[[ Quoted passage open ]]
Water features a lot in your music, as does the idea of the number 7. What do these mean to you?

Water is the most abundant feature of our planet. It is also most of our physiological make-up. At the best of times we consist of 70% water, just like the earth. The number 7 is regarded as having magical qualities in several cultures. In music I like the rhythmic feel of 7 beats to a cycle. It is ever evolving and forward-moving, and gives a beautiful sense of forever becoming something new yet recognisable. All over the world the two simplest and most popular rhythmic cycles are 3 and 4. Seven is the sum of these, and bears the capacity to feel infinite while constantly resolving in an exciting and odd way.

Water has a spiritual resonance in all cultures. Every culture has some mythology about water holding the answers to the mystery and origins of life. Perhaps this is why we have immersion in many baptismal rituals.

The other quality of water is that when we are in our mother’s womb we are protected by her amniotic fluids. Water is also a very efficient conveyor of sound; so we hear the mother’s comforting heartbeat clearly. I love this.

Oha Pete Eugene
A drum healing session with my Bosnian apprentice Oha Maslo (with fellow drummer Peter Vilk) at the Pavarotti Music Centre, Mostar – 1997.

You were in Bosnia after the war. Tell us how your music worked its healing powers.
[[ Quoted passage closed ]]
[[ Material shown open ]]
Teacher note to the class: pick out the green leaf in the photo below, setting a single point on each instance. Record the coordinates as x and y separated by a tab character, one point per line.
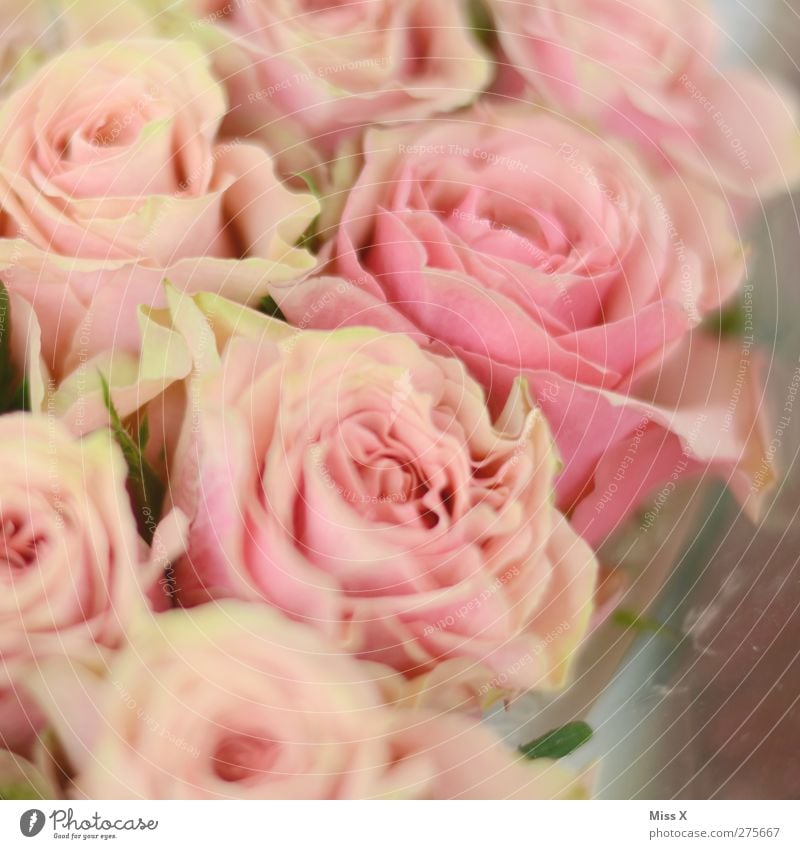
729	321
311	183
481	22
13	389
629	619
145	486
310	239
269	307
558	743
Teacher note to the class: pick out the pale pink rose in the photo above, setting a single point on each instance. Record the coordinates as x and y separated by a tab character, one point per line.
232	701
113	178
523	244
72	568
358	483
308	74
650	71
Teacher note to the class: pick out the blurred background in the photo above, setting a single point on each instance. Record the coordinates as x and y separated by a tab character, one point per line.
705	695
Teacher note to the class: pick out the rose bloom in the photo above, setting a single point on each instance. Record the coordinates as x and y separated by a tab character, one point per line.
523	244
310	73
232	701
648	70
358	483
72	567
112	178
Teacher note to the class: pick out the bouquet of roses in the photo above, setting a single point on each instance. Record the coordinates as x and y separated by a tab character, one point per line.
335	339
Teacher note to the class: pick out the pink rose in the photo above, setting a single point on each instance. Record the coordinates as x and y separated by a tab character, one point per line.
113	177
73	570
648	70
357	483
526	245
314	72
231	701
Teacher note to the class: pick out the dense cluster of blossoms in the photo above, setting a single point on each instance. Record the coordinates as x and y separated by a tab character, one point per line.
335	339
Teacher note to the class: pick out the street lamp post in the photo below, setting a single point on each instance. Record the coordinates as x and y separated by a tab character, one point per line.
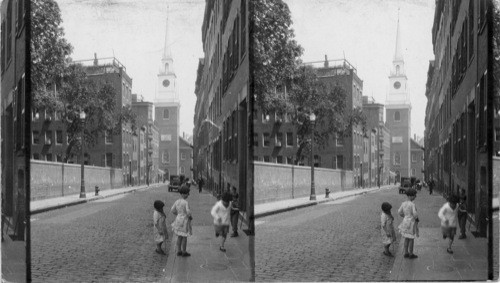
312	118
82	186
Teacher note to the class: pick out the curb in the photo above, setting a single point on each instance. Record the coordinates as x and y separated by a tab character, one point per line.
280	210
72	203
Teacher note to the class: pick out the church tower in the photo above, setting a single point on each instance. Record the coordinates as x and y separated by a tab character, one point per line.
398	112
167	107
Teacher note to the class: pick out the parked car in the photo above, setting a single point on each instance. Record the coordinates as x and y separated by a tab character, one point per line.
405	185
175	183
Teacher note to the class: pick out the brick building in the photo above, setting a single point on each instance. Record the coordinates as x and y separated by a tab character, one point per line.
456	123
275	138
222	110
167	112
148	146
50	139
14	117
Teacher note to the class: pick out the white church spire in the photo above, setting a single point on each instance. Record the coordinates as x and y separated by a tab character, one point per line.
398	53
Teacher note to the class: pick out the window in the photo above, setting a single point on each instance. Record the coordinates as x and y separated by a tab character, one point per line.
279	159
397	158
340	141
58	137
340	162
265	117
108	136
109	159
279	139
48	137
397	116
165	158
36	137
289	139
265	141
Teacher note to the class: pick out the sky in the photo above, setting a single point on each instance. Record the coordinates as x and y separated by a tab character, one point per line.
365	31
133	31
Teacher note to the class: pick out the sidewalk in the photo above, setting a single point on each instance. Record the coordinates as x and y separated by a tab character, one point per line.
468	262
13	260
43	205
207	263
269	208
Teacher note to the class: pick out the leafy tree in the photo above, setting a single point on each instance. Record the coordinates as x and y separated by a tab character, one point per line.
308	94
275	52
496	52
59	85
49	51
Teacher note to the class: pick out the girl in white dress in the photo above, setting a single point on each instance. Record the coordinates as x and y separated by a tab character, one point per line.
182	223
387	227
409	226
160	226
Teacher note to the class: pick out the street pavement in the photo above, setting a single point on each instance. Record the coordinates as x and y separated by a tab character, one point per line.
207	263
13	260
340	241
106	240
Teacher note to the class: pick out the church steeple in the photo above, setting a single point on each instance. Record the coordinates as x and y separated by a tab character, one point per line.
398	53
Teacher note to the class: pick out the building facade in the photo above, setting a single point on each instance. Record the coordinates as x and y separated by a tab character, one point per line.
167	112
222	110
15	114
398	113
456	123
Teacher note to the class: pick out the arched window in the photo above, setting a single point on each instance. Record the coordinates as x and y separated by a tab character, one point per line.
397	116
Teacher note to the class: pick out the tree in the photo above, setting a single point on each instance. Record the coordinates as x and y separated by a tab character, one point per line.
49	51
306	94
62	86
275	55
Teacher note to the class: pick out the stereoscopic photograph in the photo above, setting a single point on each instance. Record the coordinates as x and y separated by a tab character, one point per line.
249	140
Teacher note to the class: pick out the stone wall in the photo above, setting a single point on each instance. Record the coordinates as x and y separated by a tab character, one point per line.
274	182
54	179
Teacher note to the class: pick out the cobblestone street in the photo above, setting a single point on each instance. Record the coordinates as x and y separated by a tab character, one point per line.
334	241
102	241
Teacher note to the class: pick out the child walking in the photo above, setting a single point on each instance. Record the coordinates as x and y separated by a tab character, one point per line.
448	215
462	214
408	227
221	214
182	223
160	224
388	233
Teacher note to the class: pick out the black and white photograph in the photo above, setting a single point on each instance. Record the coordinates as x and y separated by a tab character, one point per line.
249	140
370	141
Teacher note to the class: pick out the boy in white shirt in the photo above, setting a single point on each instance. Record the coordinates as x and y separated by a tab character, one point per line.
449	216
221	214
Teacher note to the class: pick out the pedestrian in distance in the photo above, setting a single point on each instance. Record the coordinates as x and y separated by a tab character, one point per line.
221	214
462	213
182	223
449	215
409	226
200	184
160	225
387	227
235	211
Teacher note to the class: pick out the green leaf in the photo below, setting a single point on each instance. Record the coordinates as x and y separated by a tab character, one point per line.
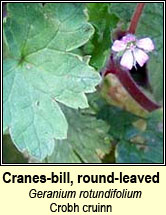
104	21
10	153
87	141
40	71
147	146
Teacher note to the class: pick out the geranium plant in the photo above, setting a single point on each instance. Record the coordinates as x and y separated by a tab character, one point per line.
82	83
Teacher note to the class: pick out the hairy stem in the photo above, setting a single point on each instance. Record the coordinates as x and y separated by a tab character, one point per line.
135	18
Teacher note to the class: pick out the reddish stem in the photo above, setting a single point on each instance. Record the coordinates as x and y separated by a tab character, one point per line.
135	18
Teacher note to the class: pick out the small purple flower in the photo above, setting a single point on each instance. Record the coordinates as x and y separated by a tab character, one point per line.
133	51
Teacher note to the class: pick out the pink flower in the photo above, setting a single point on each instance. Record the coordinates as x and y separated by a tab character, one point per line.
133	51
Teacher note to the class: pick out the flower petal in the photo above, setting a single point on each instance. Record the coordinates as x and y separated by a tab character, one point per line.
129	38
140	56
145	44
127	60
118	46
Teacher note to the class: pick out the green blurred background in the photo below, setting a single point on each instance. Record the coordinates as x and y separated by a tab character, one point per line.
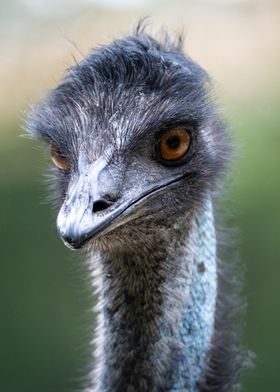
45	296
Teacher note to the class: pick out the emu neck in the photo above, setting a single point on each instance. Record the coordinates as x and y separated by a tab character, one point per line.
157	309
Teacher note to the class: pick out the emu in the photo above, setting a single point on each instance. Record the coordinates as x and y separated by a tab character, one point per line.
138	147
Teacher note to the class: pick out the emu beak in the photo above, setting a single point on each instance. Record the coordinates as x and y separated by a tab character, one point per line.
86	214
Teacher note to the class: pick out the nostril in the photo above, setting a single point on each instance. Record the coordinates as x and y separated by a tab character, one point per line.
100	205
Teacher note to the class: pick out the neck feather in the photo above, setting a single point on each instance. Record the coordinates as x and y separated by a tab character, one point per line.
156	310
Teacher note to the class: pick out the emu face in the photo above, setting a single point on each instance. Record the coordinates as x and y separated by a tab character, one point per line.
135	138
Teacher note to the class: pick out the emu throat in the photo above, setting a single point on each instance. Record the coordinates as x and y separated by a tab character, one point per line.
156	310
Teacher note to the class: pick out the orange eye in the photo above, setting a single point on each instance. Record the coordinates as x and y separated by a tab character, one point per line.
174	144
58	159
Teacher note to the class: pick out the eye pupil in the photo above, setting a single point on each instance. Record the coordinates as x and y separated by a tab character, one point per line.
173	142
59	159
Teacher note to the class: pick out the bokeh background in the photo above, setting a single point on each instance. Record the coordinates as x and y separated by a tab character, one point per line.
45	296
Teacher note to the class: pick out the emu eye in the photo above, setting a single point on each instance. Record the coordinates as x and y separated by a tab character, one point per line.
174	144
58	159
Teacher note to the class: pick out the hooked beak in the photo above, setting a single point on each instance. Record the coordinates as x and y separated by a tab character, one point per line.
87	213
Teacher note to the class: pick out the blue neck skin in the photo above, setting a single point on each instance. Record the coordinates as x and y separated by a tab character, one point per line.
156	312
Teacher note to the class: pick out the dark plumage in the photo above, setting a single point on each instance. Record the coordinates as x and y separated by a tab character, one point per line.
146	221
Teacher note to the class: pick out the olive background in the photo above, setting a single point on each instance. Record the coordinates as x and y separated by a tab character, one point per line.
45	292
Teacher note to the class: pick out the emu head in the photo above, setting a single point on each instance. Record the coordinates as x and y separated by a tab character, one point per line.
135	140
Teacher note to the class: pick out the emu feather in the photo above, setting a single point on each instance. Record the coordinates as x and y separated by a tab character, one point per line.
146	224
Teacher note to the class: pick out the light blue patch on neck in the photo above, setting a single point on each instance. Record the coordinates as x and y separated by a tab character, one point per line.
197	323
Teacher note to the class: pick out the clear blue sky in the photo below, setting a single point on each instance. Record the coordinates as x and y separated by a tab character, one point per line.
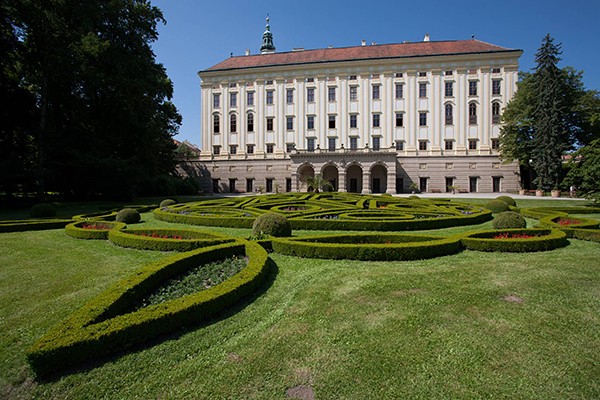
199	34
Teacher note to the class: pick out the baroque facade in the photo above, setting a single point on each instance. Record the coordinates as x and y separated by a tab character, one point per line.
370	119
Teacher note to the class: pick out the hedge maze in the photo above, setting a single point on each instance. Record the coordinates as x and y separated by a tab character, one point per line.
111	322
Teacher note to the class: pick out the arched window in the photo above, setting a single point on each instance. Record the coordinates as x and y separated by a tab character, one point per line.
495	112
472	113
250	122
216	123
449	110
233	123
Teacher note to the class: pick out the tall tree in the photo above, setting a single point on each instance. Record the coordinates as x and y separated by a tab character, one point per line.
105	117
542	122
[[ Material shown closed ]]
*Exercise tasks*
**a)** List every place or venue named in the music interview.
**b)** Please pick up the music interview after its last sentence and carry it on.

*Answers for this exercise*
**a)** Pavarotti Music Centre, Mostar, Bosnia

**b)**
In Bosnia the power of certain rhythms played a very strong part in bringing a state of peace and calm in the participants of my workshops. Using meditation and relaxation exercises in combination with drumming, I used to be able to find the precise tempo, rhythmic cycle and chant to achieve this healing. I would become a conduit for the universal healing power of cosmic vibration – which is what music is truly about.

Was there music in the womb with you? What is your earliest musical memory?
Yes there is no doubt that there was music in the womb for me. My relationship with my mother testifies to this. We had – and still have, through dreams – a very strong bond of love. She sang to me (and my siblings) from earlier than I can remember. She never once scolded me. She was such a peaceful person. She sang me to sleep and sang me awake in this calm spirit, even on cold mornings when I didn’t want to get out of bed and go to school. To this day my mother still sings some of my most powerful songs to me in dreams. My Big Big Sing hit Fruits Of Our Gifts is one example.

Mum Tulani Eugene
With my mother Eunice Nyameka (meaning “perseverance”) and my daughter Tulani (meaning “Let there be peace”).

Biggest influential person in your life?

My mother is definitely the biggest influence in my life.

You have been involved with a great UK Project, Big Big Sing –tell us about it. Are there plans for it go global?

Big Big Sing (http://www.bigbigsing.org/) is the UK’s biggest singing initiative. It started as a project connected to the recent Commonwealth Games in Glasgow. Its aim is to get everyone in the UK singing. The idea is inspired by the beneficial effects of singing in all its forms. Singing promotes wel-lbeing. It’s as simple as that!

Yes there are plans for the project to go global. I’m already talking with the organisers about taking it to South Africa, where some of the most amazing singing goes on.

We live in such turbulent and angry times, yet you manage to find the beauty all around. What would you say are the qualities that make you this person?

Southwark Splash 5
Southwark Splash creative project The First Kiss Of Dawn inspired by my children’s story The Butterfly’s Wings. Photo by Elizabeth Norden.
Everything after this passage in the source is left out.